→ **DATA RECORDS**:
=== Section Start ===
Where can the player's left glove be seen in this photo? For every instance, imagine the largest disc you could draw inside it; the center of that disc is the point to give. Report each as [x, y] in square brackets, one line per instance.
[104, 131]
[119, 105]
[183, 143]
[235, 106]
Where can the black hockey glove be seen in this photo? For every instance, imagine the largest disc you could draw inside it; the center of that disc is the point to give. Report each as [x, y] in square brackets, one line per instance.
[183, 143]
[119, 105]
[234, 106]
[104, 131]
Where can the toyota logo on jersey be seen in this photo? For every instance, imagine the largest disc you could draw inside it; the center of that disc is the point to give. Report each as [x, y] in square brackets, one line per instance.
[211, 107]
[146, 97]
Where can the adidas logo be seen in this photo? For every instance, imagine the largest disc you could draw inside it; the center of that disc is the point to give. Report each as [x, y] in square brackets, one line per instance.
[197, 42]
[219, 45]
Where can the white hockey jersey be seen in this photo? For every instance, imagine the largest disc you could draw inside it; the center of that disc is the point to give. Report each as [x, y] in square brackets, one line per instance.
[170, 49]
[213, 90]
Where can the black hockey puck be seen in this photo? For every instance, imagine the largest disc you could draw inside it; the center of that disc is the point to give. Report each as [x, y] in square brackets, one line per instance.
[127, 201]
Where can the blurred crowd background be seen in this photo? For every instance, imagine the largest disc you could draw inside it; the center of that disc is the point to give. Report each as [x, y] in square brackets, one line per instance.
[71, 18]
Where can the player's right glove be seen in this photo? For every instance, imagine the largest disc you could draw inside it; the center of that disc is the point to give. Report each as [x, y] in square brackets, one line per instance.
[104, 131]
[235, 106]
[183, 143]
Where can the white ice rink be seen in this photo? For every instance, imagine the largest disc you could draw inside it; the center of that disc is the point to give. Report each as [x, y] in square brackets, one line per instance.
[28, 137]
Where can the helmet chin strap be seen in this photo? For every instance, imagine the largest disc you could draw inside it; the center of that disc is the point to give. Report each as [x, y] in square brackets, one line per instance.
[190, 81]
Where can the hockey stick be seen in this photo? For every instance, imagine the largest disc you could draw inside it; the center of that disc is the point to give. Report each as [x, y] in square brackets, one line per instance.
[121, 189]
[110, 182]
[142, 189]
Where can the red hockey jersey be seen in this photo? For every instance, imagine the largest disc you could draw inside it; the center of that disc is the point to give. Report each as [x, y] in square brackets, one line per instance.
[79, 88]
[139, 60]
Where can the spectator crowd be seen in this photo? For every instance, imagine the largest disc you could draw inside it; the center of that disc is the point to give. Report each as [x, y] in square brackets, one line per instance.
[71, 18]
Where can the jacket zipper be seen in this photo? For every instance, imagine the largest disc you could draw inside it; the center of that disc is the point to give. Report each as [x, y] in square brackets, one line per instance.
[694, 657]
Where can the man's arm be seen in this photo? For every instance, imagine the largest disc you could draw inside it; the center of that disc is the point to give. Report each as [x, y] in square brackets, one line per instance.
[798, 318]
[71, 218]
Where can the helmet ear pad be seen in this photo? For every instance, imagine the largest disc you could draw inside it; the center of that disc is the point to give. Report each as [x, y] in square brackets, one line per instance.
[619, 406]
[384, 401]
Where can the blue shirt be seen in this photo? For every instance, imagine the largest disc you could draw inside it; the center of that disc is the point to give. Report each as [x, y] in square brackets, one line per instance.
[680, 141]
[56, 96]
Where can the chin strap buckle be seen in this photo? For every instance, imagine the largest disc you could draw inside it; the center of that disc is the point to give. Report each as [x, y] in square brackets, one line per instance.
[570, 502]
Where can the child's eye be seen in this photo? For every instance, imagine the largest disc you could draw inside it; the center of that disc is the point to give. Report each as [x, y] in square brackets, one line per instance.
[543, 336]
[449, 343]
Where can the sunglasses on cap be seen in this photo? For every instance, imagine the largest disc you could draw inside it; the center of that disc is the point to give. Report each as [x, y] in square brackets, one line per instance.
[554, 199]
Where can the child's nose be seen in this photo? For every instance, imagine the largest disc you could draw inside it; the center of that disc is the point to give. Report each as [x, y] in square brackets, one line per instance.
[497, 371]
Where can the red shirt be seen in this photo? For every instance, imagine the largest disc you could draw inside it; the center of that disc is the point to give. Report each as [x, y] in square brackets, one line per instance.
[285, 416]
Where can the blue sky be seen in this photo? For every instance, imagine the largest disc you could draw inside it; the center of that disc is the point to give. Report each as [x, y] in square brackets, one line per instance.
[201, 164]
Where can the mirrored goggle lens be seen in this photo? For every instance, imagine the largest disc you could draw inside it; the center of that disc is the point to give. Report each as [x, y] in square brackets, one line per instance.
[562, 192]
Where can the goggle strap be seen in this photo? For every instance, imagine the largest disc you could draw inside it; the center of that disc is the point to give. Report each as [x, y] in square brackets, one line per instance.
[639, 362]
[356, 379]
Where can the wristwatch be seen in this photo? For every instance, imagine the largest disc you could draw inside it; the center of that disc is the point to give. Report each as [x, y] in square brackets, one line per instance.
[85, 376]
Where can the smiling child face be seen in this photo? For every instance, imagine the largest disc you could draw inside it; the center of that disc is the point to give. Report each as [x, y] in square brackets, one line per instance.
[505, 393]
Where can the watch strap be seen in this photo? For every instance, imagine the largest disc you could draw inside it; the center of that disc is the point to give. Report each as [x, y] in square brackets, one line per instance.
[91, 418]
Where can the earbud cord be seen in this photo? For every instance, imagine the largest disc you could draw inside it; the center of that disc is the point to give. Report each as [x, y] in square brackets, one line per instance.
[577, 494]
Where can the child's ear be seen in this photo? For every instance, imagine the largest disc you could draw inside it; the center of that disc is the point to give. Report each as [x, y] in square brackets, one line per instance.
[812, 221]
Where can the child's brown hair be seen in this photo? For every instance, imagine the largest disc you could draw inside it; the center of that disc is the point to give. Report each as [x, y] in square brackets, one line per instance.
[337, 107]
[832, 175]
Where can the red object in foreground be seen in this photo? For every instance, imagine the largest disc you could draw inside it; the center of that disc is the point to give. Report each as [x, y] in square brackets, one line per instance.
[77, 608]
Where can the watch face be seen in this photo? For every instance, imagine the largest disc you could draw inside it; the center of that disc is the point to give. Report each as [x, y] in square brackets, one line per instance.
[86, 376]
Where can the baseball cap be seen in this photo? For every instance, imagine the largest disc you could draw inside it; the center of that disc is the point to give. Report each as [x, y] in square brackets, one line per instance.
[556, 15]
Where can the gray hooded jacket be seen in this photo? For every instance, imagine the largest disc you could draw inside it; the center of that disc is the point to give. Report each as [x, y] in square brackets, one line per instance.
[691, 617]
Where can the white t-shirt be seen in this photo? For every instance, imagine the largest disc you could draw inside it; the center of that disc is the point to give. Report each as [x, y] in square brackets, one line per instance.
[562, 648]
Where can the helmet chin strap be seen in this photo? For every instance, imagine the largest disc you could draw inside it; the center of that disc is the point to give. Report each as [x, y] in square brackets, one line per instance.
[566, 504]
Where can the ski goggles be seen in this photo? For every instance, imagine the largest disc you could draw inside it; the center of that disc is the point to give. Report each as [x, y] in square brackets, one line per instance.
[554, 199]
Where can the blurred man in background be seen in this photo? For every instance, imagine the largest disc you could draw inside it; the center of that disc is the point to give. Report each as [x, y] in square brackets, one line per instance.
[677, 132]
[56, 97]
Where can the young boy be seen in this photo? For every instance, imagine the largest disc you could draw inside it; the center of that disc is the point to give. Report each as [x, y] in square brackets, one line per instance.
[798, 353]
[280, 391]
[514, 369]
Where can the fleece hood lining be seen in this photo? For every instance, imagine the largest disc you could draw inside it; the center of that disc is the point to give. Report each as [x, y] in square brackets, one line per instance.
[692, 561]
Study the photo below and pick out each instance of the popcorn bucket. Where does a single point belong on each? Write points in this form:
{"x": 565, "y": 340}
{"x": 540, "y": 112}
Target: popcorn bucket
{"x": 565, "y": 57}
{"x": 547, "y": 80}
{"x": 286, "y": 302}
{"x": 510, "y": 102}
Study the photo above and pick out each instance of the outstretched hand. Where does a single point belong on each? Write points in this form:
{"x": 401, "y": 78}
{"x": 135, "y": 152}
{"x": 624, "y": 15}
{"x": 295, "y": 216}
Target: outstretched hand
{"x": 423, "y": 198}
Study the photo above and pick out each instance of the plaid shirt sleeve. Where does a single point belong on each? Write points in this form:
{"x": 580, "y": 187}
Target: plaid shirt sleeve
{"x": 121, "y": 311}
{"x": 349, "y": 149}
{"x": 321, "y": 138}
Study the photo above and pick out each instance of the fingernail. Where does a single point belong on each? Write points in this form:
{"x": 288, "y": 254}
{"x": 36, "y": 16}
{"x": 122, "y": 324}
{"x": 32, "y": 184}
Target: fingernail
=== Section End ===
→ **YOUR ASSIGNMENT**:
From the entries above, extract each line containing "belong".

→ **TASK OUTPUT**:
Study the photo below and pick out each instance of the popcorn bucket. Where does a single point belong on each? Write points in this form:
Study the photo above and pick out each instance of the outstretched hand. Where does a single point belong on each? Write points in this form:
Study the photo above and pick out each instance of the plaid shirt sleeve. Where does a single point belong on each? Write points in this form:
Study the photo above and pick out each instance of the fingernail. Where does a single point belong on each? Write points in this form:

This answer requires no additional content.